Short problem: Could you rewrite the records, starting at the beginning of the records and ending at the line containing "point(447, 350)", with "shrub" replaced by "bush" and everything else left the same?

Dataset content:
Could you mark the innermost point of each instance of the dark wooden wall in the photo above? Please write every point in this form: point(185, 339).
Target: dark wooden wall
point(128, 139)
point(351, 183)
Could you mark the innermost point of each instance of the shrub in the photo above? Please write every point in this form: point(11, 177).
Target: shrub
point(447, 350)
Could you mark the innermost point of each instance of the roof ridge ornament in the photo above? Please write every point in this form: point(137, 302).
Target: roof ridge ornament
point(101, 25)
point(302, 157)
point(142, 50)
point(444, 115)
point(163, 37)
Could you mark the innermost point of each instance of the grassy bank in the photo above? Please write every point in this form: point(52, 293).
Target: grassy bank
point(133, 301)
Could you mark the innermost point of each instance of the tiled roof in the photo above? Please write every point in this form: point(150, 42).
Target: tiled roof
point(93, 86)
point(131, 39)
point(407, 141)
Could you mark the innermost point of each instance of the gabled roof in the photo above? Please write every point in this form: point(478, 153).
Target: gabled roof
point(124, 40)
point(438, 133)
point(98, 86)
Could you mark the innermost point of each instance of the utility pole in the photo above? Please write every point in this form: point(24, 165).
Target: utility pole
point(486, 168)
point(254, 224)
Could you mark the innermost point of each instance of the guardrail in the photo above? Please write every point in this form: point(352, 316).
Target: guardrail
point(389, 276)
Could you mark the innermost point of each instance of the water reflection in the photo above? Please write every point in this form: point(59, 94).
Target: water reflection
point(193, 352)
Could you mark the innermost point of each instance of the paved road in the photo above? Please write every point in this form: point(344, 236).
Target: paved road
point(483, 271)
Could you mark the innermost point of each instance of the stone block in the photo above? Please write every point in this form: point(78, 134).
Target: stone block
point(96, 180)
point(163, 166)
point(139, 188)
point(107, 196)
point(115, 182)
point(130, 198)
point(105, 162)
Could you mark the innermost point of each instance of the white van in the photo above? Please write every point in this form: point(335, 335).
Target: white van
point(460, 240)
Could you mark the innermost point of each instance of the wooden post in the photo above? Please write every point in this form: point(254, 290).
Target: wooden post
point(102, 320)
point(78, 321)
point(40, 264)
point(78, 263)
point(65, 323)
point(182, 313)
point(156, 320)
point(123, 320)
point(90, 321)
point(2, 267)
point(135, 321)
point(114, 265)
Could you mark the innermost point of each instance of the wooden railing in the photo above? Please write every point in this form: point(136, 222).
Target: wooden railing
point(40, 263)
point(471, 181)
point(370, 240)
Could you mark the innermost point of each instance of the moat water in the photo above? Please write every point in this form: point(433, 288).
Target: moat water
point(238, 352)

Written solution:
Could you mark the innermost point of each instance of the dark wooden wall in the photo above? Please write every point in this form: point(185, 339).
Target: dark wooden wall
point(128, 139)
point(351, 183)
Could you mark the innermost point of each instance of the bush in the photo above? Please write every point in this form: point(11, 177).
Target: bush
point(447, 350)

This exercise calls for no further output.